== DATA SUPPLIED
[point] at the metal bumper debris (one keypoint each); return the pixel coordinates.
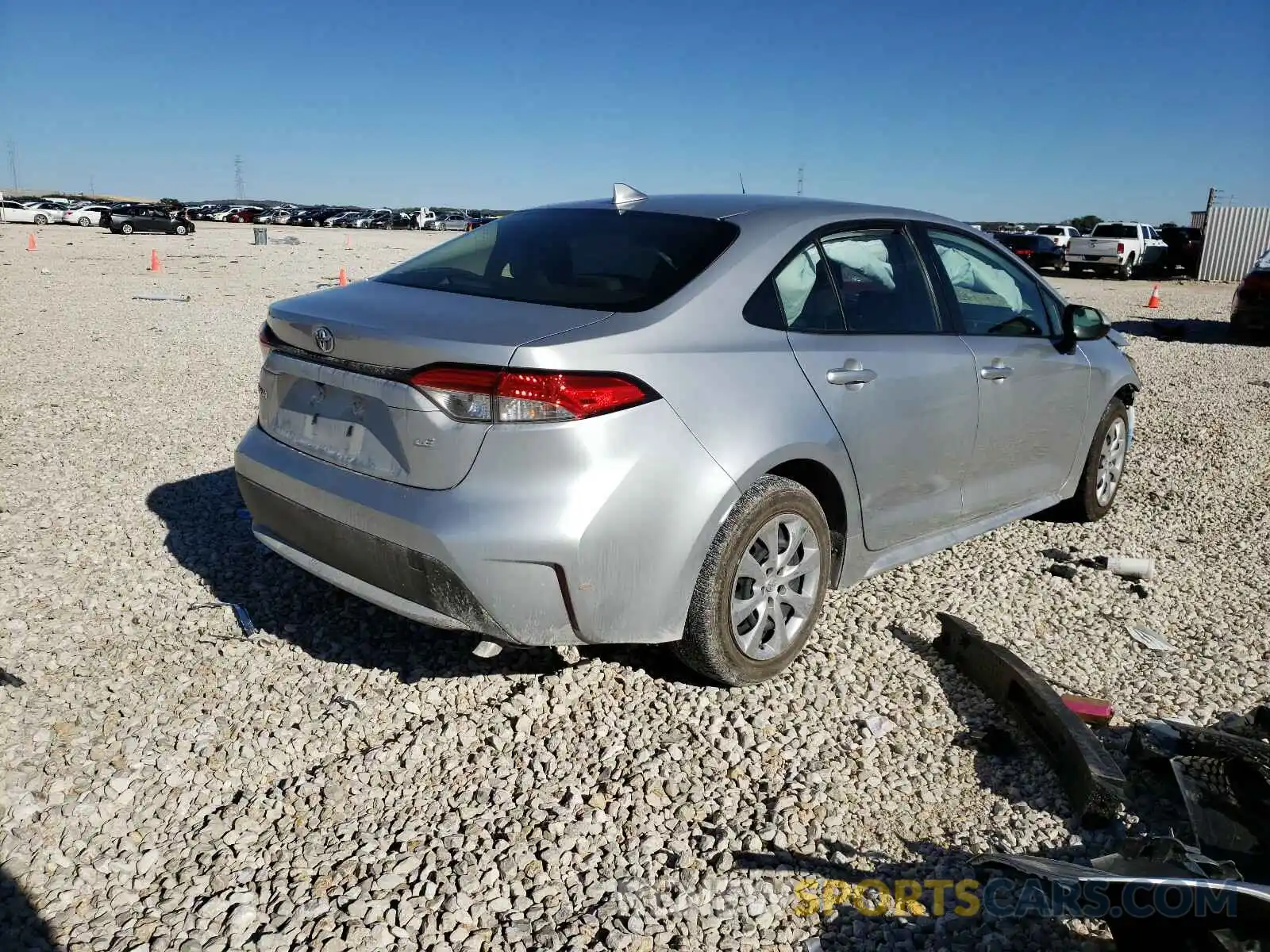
(241, 615)
(1091, 778)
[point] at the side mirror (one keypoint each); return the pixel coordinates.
(1081, 323)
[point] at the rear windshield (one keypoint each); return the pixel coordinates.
(597, 259)
(1115, 232)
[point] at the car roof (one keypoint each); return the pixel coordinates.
(774, 209)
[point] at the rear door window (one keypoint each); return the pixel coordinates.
(590, 258)
(880, 283)
(994, 294)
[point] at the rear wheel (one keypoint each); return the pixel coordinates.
(761, 588)
(1104, 466)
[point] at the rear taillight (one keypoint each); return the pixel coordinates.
(479, 395)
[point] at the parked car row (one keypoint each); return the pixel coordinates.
(1111, 249)
(321, 216)
(127, 217)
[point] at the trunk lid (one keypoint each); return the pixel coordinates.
(352, 404)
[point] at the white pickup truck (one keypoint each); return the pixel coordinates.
(1119, 248)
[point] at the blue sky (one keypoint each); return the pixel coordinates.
(1019, 111)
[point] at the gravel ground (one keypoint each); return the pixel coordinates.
(344, 780)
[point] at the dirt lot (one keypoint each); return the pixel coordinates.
(346, 780)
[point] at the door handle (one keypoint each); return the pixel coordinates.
(852, 374)
(996, 371)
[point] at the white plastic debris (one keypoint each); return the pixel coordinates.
(1149, 639)
(1128, 568)
(876, 725)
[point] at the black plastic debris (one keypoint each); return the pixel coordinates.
(1091, 778)
(1223, 778)
(992, 740)
(10, 681)
(1155, 894)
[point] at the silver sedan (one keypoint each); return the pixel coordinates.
(675, 419)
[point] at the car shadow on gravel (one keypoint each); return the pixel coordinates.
(210, 536)
(21, 926)
(851, 928)
(1187, 330)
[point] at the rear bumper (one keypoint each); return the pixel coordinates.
(588, 532)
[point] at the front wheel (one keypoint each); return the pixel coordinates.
(761, 588)
(1104, 466)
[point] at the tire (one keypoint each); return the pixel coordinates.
(1090, 505)
(711, 644)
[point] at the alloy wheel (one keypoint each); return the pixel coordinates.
(774, 589)
(1110, 461)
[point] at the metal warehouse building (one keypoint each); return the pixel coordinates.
(1233, 239)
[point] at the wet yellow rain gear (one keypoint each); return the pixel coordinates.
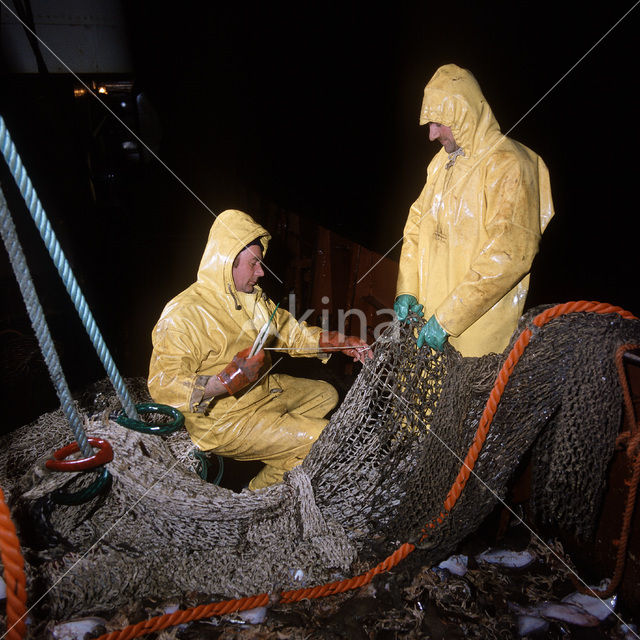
(278, 418)
(471, 236)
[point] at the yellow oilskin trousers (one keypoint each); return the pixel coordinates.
(275, 420)
(472, 234)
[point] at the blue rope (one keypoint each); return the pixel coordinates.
(39, 324)
(55, 251)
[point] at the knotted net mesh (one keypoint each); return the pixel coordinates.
(379, 473)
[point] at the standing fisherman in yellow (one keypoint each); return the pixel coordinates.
(472, 234)
(202, 362)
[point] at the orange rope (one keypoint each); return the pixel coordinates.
(206, 611)
(14, 576)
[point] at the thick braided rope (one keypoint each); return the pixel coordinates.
(242, 604)
(23, 182)
(14, 575)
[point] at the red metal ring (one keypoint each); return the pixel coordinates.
(102, 456)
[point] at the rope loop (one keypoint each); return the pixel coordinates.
(103, 456)
(101, 484)
(147, 427)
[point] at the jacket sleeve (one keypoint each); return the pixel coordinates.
(299, 337)
(408, 280)
(512, 235)
(173, 371)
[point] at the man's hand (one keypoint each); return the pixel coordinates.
(432, 334)
(241, 371)
(351, 346)
(405, 304)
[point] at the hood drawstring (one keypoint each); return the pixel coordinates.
(238, 305)
(452, 157)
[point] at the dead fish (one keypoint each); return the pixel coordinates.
(254, 616)
(597, 607)
(559, 611)
(506, 558)
(531, 624)
(77, 629)
(456, 564)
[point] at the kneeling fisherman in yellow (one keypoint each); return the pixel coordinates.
(472, 234)
(233, 405)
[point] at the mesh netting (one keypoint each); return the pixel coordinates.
(379, 472)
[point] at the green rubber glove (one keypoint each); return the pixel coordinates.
(405, 304)
(433, 335)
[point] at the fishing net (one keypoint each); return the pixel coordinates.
(380, 471)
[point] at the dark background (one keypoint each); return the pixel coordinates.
(312, 108)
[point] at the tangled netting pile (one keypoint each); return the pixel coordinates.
(380, 470)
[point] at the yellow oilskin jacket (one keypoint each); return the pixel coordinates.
(203, 327)
(471, 236)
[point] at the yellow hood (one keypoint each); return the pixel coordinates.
(231, 231)
(453, 98)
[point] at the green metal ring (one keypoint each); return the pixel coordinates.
(100, 484)
(203, 472)
(152, 407)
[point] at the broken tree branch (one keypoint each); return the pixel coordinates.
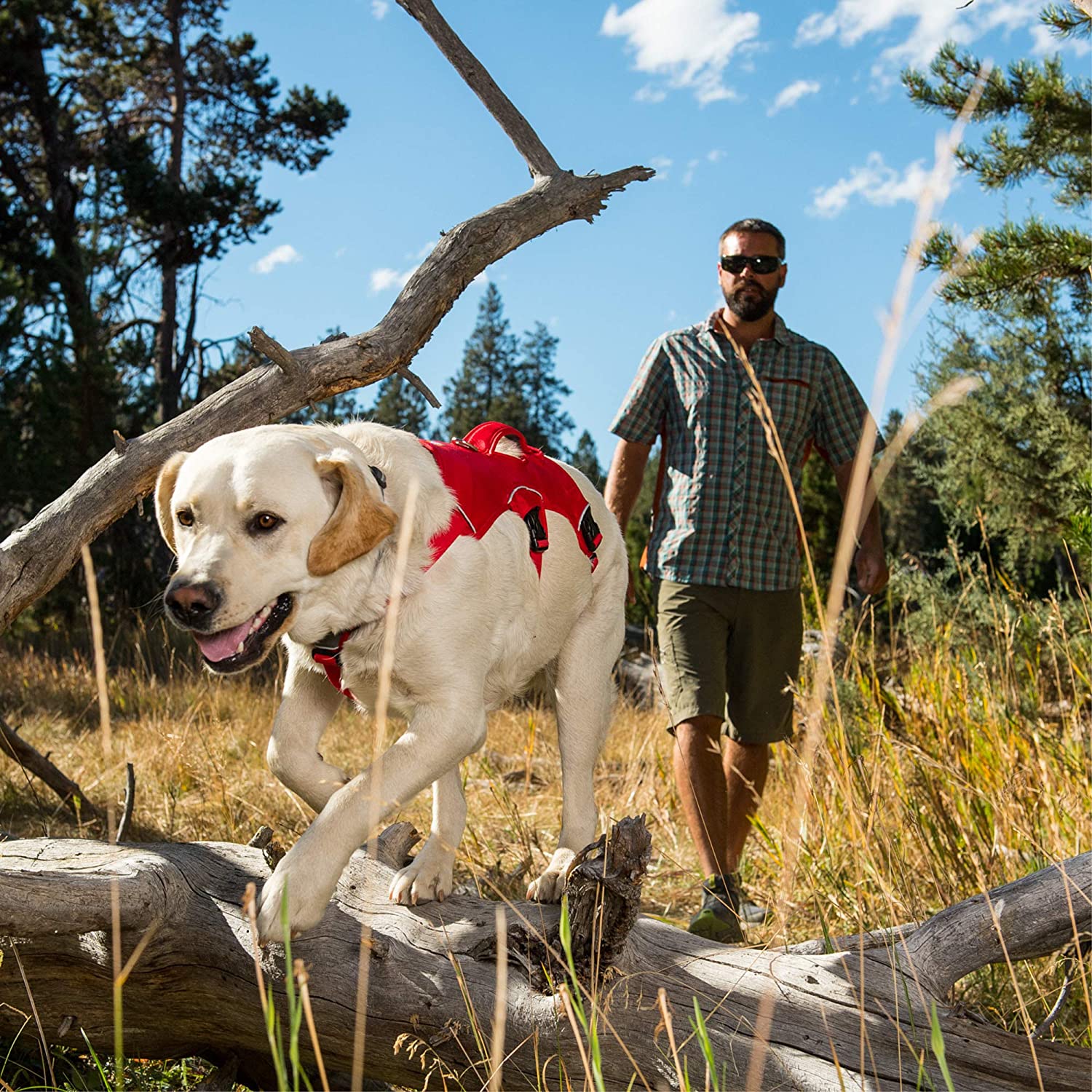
(36, 556)
(416, 381)
(15, 746)
(515, 126)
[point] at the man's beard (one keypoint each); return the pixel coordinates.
(749, 301)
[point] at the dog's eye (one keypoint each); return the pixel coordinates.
(264, 522)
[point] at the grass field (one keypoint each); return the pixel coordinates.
(956, 757)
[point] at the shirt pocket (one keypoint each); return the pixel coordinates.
(792, 402)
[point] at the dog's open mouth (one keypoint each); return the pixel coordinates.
(231, 650)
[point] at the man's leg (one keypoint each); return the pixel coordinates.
(699, 779)
(745, 770)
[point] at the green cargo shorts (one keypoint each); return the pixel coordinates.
(731, 652)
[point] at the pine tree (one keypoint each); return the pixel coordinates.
(1042, 133)
(1010, 460)
(201, 120)
(401, 405)
(585, 459)
(539, 392)
(485, 384)
(914, 528)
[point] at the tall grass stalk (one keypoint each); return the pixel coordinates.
(378, 744)
(104, 722)
(500, 1002)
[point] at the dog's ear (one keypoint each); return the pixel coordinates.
(164, 491)
(358, 523)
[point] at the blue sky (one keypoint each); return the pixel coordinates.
(792, 111)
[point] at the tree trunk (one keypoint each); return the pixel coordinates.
(35, 557)
(858, 1018)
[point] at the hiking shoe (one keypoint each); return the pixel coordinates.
(718, 919)
(751, 913)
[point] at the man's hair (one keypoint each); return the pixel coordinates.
(758, 226)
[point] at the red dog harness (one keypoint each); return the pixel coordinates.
(487, 483)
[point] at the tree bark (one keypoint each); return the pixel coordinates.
(844, 1019)
(35, 557)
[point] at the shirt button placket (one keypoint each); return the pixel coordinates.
(738, 491)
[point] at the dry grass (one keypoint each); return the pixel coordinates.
(971, 770)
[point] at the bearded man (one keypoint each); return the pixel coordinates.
(724, 544)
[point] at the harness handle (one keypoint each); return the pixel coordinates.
(486, 437)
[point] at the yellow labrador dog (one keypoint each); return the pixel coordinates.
(285, 532)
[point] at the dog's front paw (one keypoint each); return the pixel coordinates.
(550, 885)
(427, 877)
(307, 893)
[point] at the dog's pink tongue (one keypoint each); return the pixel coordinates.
(221, 646)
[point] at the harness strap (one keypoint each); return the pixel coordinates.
(327, 654)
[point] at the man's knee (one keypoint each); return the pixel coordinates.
(697, 729)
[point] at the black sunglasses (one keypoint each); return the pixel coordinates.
(758, 264)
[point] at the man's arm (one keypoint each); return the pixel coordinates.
(625, 478)
(869, 559)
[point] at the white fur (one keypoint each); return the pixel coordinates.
(472, 631)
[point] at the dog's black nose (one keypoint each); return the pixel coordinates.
(192, 604)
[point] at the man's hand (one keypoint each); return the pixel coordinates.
(871, 566)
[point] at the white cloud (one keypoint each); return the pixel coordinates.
(875, 183)
(384, 279)
(934, 22)
(279, 256)
(661, 165)
(686, 43)
(791, 95)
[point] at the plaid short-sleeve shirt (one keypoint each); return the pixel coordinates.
(725, 515)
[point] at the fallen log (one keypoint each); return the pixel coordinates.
(858, 1018)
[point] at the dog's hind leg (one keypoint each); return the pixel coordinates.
(430, 875)
(307, 707)
(585, 694)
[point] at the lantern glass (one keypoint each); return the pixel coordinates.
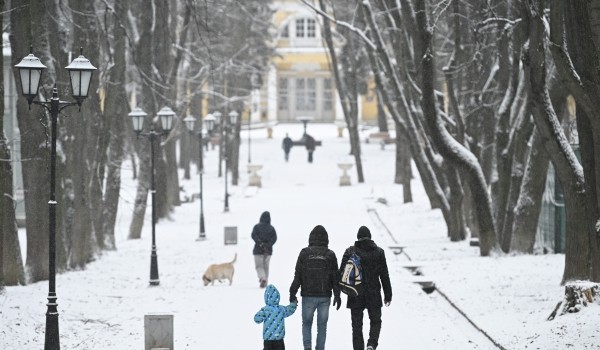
(80, 72)
(30, 72)
(80, 83)
(166, 115)
(137, 117)
(209, 122)
(233, 115)
(217, 116)
(189, 122)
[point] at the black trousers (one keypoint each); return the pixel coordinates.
(358, 341)
(274, 345)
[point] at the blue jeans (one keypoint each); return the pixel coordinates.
(309, 305)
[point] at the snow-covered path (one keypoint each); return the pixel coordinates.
(103, 307)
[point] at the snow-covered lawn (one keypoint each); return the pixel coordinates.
(103, 307)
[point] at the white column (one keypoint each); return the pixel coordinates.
(272, 94)
(255, 103)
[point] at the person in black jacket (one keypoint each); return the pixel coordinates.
(287, 146)
(375, 276)
(316, 275)
(264, 236)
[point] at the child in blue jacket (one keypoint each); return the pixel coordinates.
(272, 316)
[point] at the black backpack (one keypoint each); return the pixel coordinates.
(351, 279)
(315, 269)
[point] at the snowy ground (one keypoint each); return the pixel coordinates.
(103, 307)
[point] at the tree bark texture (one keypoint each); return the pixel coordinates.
(449, 148)
(115, 109)
(346, 86)
(527, 210)
(581, 24)
(567, 167)
(34, 149)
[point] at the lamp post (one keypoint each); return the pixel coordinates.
(209, 121)
(166, 116)
(233, 115)
(80, 73)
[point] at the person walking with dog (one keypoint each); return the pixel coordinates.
(316, 274)
(310, 144)
(287, 146)
(272, 317)
(264, 236)
(375, 275)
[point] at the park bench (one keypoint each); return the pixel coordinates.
(302, 143)
(427, 285)
(399, 249)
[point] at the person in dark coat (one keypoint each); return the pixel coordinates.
(287, 146)
(375, 276)
(310, 144)
(316, 275)
(264, 236)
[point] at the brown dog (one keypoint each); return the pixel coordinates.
(219, 272)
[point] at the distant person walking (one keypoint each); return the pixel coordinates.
(264, 236)
(272, 316)
(375, 276)
(310, 146)
(287, 146)
(316, 275)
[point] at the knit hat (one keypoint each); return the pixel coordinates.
(318, 236)
(363, 233)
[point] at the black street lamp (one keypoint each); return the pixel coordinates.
(30, 72)
(233, 115)
(166, 116)
(209, 121)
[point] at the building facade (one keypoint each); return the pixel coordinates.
(299, 83)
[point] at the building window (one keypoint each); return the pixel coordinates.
(306, 94)
(311, 28)
(306, 28)
(311, 94)
(282, 101)
(300, 94)
(327, 94)
(300, 28)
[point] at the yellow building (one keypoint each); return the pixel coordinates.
(299, 82)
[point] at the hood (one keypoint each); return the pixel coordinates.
(272, 295)
(265, 218)
(318, 236)
(365, 244)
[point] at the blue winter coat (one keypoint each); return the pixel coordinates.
(272, 315)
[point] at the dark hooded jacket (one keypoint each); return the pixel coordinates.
(375, 272)
(316, 268)
(264, 235)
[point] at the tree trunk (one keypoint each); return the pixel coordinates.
(450, 149)
(579, 18)
(116, 107)
(527, 209)
(87, 152)
(517, 148)
(142, 56)
(33, 147)
(11, 261)
(579, 295)
(403, 164)
(398, 106)
(348, 99)
(567, 167)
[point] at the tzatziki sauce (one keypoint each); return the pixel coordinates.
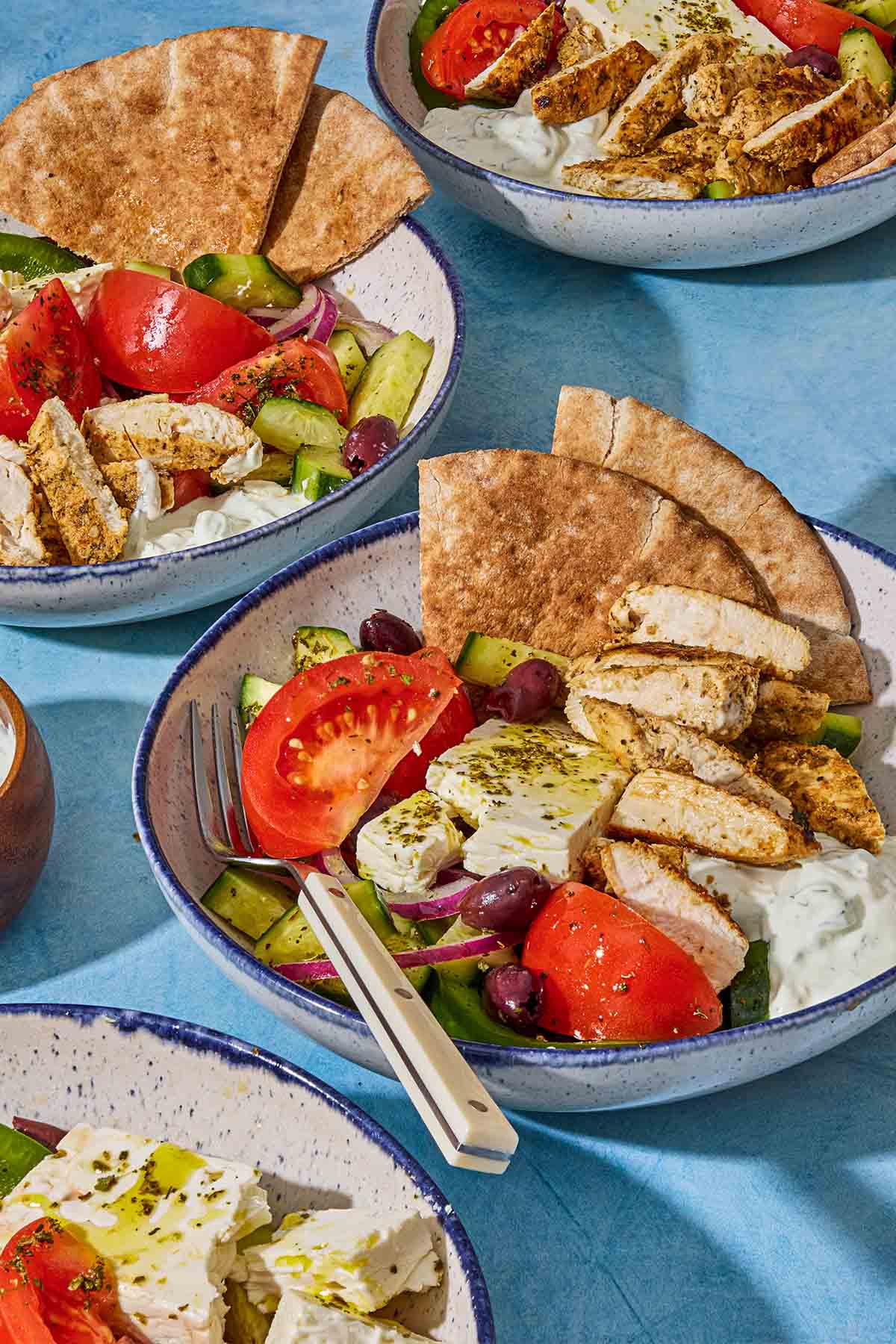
(829, 922)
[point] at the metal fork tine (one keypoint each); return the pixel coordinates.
(240, 811)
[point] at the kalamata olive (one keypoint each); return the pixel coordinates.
(527, 692)
(368, 443)
(514, 995)
(818, 60)
(507, 902)
(386, 633)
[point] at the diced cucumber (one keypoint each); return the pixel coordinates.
(249, 900)
(390, 382)
(314, 644)
(290, 425)
(349, 356)
(254, 695)
(485, 660)
(319, 470)
(860, 55)
(242, 280)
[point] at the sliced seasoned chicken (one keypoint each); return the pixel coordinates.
(595, 85)
(682, 909)
(669, 615)
(712, 692)
(785, 710)
(176, 437)
(822, 128)
(644, 741)
(679, 809)
(660, 96)
(90, 523)
(709, 92)
(828, 789)
(520, 66)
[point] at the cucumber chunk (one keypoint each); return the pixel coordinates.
(860, 55)
(254, 695)
(242, 280)
(314, 644)
(390, 382)
(349, 356)
(485, 660)
(249, 900)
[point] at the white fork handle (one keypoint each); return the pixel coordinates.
(460, 1115)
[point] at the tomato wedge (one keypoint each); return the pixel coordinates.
(299, 367)
(324, 746)
(474, 35)
(166, 337)
(43, 354)
(802, 23)
(610, 974)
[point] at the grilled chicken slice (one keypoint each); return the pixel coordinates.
(659, 99)
(709, 90)
(682, 909)
(822, 128)
(176, 437)
(676, 809)
(712, 692)
(828, 789)
(644, 742)
(595, 85)
(785, 710)
(669, 615)
(520, 66)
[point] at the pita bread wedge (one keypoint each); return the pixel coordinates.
(719, 488)
(538, 549)
(164, 152)
(347, 183)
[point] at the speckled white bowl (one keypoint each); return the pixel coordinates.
(196, 1088)
(405, 282)
(379, 567)
(652, 234)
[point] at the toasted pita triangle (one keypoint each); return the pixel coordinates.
(347, 181)
(719, 488)
(536, 547)
(164, 152)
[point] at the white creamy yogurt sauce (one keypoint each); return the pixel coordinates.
(830, 922)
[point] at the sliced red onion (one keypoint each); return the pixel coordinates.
(305, 972)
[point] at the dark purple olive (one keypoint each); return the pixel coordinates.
(507, 902)
(368, 443)
(514, 995)
(818, 60)
(386, 633)
(527, 692)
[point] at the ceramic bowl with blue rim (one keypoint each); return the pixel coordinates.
(379, 567)
(408, 284)
(200, 1089)
(652, 234)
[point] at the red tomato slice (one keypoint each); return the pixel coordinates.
(452, 726)
(472, 38)
(43, 354)
(324, 746)
(299, 367)
(810, 22)
(166, 337)
(609, 974)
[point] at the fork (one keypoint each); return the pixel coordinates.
(460, 1115)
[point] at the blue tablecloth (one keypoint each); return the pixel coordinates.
(758, 1216)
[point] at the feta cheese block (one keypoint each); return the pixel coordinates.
(536, 792)
(164, 1218)
(302, 1319)
(405, 848)
(364, 1258)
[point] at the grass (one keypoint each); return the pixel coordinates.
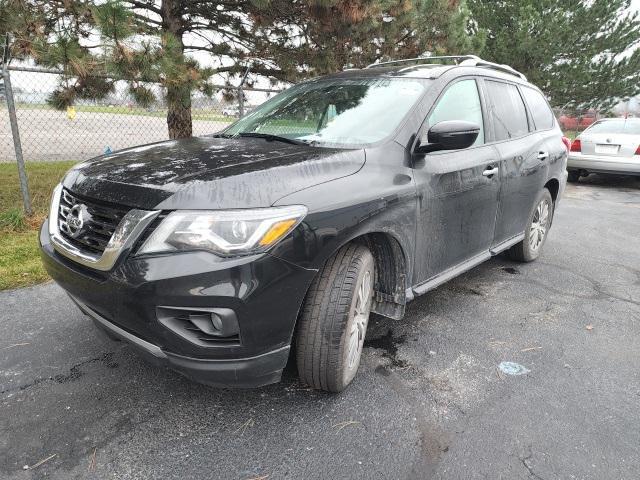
(196, 113)
(20, 263)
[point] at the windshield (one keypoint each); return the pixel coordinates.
(621, 125)
(334, 112)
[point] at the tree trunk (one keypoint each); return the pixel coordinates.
(179, 120)
(179, 112)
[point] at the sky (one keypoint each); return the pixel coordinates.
(46, 83)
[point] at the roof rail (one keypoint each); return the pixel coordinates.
(461, 60)
(425, 59)
(478, 62)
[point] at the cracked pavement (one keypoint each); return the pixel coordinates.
(429, 400)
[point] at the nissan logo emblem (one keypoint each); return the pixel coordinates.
(75, 219)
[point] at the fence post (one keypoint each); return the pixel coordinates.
(13, 119)
(240, 102)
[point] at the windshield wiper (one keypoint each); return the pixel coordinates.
(272, 138)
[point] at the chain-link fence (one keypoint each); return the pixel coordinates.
(93, 127)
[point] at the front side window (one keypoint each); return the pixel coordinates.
(338, 112)
(507, 110)
(539, 108)
(460, 101)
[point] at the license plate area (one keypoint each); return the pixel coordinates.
(607, 149)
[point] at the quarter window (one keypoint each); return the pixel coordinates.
(461, 101)
(507, 110)
(540, 111)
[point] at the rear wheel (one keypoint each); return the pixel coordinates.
(334, 319)
(536, 231)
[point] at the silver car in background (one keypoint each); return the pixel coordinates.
(610, 145)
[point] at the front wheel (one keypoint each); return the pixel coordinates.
(334, 319)
(536, 231)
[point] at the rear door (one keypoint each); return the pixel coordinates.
(523, 158)
(457, 189)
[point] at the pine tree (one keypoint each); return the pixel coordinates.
(579, 52)
(144, 41)
(323, 36)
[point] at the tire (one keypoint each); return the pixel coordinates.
(334, 318)
(574, 176)
(536, 231)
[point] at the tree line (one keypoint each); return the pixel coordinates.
(581, 53)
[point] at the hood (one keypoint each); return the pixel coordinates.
(209, 173)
====
- [WRITTEN REQUEST]: Render the lines as a CSV with the columns text and answer, one row for each "[point]" line and the coordinates after it, with each value in a double-quoted field and any line breaks turned into spaces. Begin at the line that has "[point] at the roof" and stop after the last line.

- [ANSWER IN FULL]:
text,answer
"[point] at the roof rail (one keypoint each); return the pixel coordinates.","(461, 60) (425, 59) (478, 62)"
"[point] at the cracked pavement (one keypoint each); return the pixel coordinates.","(429, 400)"
"[point] at the nissan logo emblem (one keypoint each); return the pixel coordinates.","(75, 219)"
"[point] at the fence post (one keypoint each); return the pixel coordinates.","(13, 119) (240, 102)"
"[point] at the windshield wiper (one keypoint each); return the pixel coordinates.","(272, 138)"
"[point] at the chain-link fence (one keypoint each); return the pixel coordinates.","(93, 127)"
"[point] at the front side window (one keypoint each); return the pixel coordinates.","(338, 112) (507, 110) (539, 108) (460, 101)"
"[point] at the license plate area (one keypoint each); return the pixel coordinates.","(607, 149)"
"[point] at the quarter window (one keypoint each); return the pixel coordinates.","(461, 101) (507, 110) (540, 111)"
"[point] at the rear wheel (one keypoint each); return the pixel coordinates.","(334, 319) (536, 231)"
"[point] at the silver car in background (one keypoint each); return the pixel coordinates.","(610, 145)"
"[point] at the front wheel (one keypoint each); return the pixel coordinates.","(334, 319) (536, 231)"
"[point] at the rear door (one keypoint each); return the pixel coordinates.","(523, 158) (457, 189)"
"[point] at the pine tree (one keypoint each); return the pixel coordinates.","(579, 52) (144, 41) (323, 36)"
"[point] at the tire (one keypoint each); return the pixel coordinates.","(334, 318) (574, 176) (536, 231)"
"[point] at the tree line (one keypoint each); return the pixel coordinates.","(581, 53)"
"[point] at the hood (one keypoint each); return the pixel coordinates.","(209, 173)"